----- Data provided -----

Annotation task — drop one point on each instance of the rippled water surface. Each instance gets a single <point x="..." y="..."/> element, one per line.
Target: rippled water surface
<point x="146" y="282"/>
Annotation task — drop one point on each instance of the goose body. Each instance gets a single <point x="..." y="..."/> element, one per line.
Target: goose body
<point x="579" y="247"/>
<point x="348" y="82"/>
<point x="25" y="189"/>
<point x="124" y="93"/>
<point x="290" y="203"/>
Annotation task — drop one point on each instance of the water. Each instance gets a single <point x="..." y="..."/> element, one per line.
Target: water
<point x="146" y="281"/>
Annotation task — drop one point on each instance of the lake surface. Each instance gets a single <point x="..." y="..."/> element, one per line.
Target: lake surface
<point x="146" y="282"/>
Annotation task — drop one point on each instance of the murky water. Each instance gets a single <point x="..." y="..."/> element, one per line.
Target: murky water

-----
----- Data provided -----

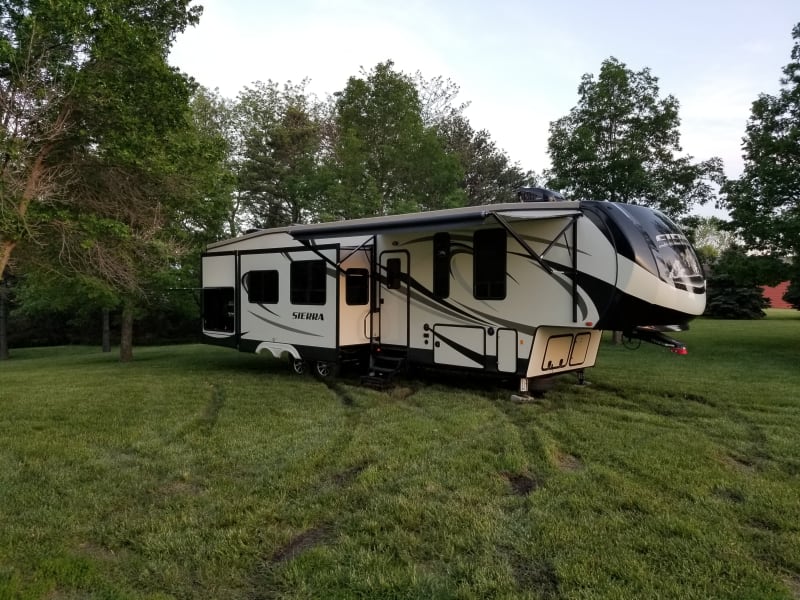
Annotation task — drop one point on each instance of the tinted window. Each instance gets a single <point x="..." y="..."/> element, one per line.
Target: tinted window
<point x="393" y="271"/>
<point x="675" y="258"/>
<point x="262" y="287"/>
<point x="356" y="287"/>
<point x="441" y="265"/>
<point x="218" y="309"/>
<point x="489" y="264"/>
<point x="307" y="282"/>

-----

## Brief
If a line in the records above has the word "murky", copy it out.

## Output for this task
Annotation task — drop one point on each instance of the murky water. Each instance gets a single <point x="..." y="..."/> element, one per line.
Target: murky water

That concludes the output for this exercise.